[Region pointing data]
-------
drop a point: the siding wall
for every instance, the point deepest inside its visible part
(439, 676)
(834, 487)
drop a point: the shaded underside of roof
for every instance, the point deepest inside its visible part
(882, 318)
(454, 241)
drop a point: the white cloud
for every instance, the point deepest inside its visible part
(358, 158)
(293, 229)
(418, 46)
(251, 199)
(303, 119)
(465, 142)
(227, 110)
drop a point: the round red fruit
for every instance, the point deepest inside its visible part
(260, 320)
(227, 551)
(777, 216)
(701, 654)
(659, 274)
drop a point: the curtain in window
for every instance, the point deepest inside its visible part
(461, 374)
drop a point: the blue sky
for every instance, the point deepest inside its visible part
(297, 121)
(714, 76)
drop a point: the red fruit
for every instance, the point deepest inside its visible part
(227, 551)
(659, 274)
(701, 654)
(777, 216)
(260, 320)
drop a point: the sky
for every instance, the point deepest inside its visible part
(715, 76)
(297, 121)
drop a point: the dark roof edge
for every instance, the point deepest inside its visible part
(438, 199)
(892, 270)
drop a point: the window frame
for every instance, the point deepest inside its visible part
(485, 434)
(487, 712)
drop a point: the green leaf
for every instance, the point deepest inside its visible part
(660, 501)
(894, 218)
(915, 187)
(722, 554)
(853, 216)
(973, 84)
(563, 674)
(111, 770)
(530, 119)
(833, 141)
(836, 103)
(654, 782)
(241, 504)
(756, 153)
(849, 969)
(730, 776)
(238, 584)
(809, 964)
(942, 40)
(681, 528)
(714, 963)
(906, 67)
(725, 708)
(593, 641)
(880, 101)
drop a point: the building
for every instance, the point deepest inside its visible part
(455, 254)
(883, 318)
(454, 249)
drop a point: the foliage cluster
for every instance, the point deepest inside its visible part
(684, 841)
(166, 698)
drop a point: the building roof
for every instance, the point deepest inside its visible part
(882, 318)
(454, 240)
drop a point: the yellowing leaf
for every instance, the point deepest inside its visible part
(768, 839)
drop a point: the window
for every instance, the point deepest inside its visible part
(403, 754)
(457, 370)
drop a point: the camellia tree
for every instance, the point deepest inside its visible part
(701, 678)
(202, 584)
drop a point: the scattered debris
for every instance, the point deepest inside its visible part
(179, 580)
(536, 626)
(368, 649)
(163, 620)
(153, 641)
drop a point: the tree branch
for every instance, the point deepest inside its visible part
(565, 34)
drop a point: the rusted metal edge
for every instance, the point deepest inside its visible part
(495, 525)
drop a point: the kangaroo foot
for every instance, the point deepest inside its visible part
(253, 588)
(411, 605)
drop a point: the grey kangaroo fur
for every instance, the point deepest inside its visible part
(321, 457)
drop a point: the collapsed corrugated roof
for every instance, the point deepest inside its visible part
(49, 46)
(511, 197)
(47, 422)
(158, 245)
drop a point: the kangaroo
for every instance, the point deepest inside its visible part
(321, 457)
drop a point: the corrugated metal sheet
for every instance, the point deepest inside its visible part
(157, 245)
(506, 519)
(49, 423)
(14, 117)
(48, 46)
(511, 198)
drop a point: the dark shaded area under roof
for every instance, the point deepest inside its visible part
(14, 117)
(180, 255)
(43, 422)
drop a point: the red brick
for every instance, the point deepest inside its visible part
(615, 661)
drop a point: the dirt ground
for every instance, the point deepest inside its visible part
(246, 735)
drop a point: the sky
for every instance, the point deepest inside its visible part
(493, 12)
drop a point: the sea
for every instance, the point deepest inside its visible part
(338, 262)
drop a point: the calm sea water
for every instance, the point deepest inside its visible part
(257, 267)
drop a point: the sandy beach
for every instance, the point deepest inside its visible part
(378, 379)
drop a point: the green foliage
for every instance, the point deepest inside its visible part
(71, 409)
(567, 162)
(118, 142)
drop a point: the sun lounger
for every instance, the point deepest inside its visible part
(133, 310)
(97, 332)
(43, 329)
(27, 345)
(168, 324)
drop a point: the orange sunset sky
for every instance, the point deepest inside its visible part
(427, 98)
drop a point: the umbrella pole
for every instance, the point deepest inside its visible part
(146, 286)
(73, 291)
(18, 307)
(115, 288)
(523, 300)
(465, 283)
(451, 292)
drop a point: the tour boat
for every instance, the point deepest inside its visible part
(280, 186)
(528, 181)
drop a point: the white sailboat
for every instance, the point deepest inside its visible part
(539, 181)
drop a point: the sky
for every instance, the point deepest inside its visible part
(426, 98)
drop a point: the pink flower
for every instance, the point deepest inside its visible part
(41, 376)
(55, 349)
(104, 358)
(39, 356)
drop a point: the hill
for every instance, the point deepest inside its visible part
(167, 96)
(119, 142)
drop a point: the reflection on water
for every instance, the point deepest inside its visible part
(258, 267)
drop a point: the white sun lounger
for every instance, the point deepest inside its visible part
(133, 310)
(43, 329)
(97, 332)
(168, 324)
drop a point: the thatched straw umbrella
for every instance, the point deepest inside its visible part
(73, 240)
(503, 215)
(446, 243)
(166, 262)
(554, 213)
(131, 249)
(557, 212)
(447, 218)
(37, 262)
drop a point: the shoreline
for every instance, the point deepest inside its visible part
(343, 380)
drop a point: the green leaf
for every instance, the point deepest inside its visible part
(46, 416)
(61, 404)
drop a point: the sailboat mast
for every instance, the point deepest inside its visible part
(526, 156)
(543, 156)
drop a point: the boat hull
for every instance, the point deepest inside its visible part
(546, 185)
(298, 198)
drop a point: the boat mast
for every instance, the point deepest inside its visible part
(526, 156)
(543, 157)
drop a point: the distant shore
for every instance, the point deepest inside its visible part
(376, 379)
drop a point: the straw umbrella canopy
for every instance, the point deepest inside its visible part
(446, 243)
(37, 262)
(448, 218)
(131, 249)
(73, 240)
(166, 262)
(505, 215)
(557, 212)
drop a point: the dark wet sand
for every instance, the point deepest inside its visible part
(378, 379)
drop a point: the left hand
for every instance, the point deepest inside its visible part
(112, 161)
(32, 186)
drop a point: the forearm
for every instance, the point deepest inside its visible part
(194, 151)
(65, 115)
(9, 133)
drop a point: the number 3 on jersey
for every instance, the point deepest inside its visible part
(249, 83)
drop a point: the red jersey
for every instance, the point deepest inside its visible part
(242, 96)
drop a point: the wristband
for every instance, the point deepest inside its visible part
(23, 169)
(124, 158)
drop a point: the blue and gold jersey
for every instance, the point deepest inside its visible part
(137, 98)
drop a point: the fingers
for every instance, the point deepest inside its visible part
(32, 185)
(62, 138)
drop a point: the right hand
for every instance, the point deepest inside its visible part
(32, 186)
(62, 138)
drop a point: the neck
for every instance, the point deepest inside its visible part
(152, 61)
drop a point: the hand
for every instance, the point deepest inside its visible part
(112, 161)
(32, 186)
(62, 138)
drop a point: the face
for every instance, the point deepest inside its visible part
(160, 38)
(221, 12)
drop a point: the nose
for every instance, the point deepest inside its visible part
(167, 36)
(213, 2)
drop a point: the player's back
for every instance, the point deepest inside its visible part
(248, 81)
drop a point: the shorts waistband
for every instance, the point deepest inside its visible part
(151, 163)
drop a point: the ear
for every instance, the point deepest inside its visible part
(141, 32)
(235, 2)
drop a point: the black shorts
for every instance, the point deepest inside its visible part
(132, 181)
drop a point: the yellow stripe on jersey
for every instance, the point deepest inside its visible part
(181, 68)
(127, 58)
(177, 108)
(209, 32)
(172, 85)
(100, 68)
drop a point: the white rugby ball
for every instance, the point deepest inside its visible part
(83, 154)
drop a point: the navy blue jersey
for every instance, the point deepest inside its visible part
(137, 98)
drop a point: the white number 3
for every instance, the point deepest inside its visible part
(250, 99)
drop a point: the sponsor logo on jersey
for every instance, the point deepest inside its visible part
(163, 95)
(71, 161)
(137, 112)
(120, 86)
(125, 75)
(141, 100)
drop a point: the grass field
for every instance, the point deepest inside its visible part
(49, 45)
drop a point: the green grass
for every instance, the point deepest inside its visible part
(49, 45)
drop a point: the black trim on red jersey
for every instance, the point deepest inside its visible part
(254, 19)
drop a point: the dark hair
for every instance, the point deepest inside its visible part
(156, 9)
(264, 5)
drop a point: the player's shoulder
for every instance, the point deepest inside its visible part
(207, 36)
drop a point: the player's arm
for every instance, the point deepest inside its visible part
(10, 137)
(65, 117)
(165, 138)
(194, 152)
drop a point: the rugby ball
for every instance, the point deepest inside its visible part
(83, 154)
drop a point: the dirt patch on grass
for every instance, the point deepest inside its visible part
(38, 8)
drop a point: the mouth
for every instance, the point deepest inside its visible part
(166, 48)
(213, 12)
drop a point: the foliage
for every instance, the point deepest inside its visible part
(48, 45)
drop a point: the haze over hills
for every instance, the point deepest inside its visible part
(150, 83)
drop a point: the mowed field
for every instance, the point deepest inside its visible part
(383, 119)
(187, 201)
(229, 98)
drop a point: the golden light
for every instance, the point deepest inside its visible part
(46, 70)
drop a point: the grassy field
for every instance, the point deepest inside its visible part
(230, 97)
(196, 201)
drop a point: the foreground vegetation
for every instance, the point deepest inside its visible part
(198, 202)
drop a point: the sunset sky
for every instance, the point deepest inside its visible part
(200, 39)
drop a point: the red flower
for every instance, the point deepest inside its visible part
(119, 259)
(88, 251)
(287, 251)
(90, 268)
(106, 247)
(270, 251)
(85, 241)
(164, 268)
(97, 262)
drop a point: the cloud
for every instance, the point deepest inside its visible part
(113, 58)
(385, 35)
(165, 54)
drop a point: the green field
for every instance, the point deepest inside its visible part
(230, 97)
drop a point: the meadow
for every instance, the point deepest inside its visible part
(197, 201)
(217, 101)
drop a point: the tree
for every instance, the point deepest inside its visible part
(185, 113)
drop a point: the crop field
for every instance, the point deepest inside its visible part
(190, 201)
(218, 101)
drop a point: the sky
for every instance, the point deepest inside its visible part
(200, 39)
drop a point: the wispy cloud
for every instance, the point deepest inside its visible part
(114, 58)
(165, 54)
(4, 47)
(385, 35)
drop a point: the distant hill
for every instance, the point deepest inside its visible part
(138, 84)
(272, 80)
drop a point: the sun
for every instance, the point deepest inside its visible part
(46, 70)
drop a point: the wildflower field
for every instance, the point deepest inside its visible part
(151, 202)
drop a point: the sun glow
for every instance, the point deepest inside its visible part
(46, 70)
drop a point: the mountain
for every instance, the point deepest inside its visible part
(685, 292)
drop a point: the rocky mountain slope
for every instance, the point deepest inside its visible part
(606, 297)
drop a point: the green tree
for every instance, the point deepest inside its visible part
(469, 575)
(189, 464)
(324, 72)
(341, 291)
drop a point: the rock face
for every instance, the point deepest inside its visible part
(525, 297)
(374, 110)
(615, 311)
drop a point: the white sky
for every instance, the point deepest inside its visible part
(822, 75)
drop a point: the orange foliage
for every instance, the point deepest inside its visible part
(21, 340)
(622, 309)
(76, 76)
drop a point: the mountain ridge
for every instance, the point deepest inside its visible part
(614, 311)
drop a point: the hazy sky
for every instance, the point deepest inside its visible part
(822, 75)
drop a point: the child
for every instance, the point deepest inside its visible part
-------
Start at the first line of the entries and stop at the line that contains "drop a point: the red fruit". Repeat every line in that span exactly, and nothing beyond it.

drop a point: the siding wall
for every instance, the point deepest inside its visible part
(439, 676)
(834, 487)
drop a point: the shaded underside of roof
for every instance, the point deepest inside its visible part
(882, 318)
(454, 241)
drop a point: the white cloud
for every instance, the point deepest inside its visible part
(358, 158)
(293, 229)
(418, 46)
(251, 199)
(303, 119)
(465, 142)
(227, 110)
drop a point: the round red fruit
for every instance, the point deepest inside its visible part
(260, 320)
(227, 551)
(777, 216)
(701, 654)
(659, 274)
drop a point: the curtain in window
for every instance, the point deepest inside its visible part
(461, 374)
drop a point: the blue sky
for every instance, the point deepest inside its visible part
(297, 121)
(714, 76)
drop a point: the red fruit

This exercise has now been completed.